# YOUR INSTRUCTIONS
Copy out every one of the rows below, character for character.

+ + + +

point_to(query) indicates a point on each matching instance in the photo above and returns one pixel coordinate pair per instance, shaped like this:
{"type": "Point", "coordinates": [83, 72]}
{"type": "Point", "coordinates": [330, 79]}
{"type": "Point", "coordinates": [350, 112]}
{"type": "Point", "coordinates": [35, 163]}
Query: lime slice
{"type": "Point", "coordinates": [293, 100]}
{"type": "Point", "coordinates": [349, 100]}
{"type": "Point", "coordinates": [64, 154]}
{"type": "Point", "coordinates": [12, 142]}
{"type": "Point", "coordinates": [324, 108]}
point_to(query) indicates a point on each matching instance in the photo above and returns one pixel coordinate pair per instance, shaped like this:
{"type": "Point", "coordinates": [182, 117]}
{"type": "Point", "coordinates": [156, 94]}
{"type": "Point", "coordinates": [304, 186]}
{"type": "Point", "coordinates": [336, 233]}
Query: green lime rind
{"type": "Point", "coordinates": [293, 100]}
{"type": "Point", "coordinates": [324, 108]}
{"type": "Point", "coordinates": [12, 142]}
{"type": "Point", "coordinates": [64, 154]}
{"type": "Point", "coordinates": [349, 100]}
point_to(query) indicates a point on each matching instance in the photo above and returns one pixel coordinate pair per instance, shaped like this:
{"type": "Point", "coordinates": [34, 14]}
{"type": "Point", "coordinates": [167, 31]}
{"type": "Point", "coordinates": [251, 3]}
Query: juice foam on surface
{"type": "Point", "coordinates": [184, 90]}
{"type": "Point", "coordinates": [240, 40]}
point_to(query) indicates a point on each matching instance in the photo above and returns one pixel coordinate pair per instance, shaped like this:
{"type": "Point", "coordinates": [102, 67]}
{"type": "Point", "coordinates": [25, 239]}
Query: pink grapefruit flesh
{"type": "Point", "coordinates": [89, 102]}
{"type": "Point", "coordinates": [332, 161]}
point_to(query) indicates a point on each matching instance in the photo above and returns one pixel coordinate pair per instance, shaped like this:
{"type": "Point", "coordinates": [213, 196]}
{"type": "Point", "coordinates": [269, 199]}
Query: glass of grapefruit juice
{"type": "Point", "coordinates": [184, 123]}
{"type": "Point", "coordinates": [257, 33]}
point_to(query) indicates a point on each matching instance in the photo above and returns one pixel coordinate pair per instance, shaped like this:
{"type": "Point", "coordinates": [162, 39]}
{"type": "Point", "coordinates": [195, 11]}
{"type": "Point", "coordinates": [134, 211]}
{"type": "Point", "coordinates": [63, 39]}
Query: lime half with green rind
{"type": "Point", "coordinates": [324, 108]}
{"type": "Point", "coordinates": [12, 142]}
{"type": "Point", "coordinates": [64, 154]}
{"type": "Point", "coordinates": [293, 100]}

+ + + +

# THE OUTPUT
point_to(query) indicates a point on each matching instance in the photo above and returns one pixel coordinate pair per instance, shaped like this:
{"type": "Point", "coordinates": [83, 72]}
{"type": "Point", "coordinates": [330, 79]}
{"type": "Point", "coordinates": [350, 112]}
{"type": "Point", "coordinates": [35, 163]}
Query: lime slice
{"type": "Point", "coordinates": [293, 100]}
{"type": "Point", "coordinates": [349, 100]}
{"type": "Point", "coordinates": [64, 154]}
{"type": "Point", "coordinates": [12, 142]}
{"type": "Point", "coordinates": [324, 108]}
point_to(query) indicates a point on each matching instance in the photo above and returns one pixel coordinate pair per instance, shaped like this:
{"type": "Point", "coordinates": [182, 117]}
{"type": "Point", "coordinates": [156, 94]}
{"type": "Point", "coordinates": [304, 186]}
{"type": "Point", "coordinates": [336, 233]}
Query: green lime rind
{"type": "Point", "coordinates": [293, 100]}
{"type": "Point", "coordinates": [324, 108]}
{"type": "Point", "coordinates": [12, 142]}
{"type": "Point", "coordinates": [64, 154]}
{"type": "Point", "coordinates": [349, 100]}
point_to(query) indicates a point on each matching instance in the photo above and returns one pixel coordinate pair per instance, shaped like this:
{"type": "Point", "coordinates": [34, 14]}
{"type": "Point", "coordinates": [167, 31]}
{"type": "Point", "coordinates": [251, 3]}
Query: juice foam on surface
{"type": "Point", "coordinates": [184, 90]}
{"type": "Point", "coordinates": [240, 40]}
point_to(query) indicates a point on each matching instance in the photo above and returns one pixel coordinate pair per instance, shaped like this:
{"type": "Point", "coordinates": [102, 67]}
{"type": "Point", "coordinates": [25, 239]}
Query: pink grapefruit flesh
{"type": "Point", "coordinates": [89, 102]}
{"type": "Point", "coordinates": [332, 161]}
point_to(query) indicates a point on each matching instance in the photo above and returns one pixel coordinate pair per instance, shaped like this:
{"type": "Point", "coordinates": [213, 196]}
{"type": "Point", "coordinates": [269, 199]}
Query: glass of grapefruit juice
{"type": "Point", "coordinates": [184, 123]}
{"type": "Point", "coordinates": [257, 33]}
point_to(query) indicates a point on each matching instance in the photo above and returns one pixel coordinate pair per instance, shaped like this:
{"type": "Point", "coordinates": [162, 39]}
{"type": "Point", "coordinates": [195, 11]}
{"type": "Point", "coordinates": [134, 211]}
{"type": "Point", "coordinates": [63, 39]}
Query: lime half with green rind
{"type": "Point", "coordinates": [324, 108]}
{"type": "Point", "coordinates": [12, 142]}
{"type": "Point", "coordinates": [64, 154]}
{"type": "Point", "coordinates": [293, 100]}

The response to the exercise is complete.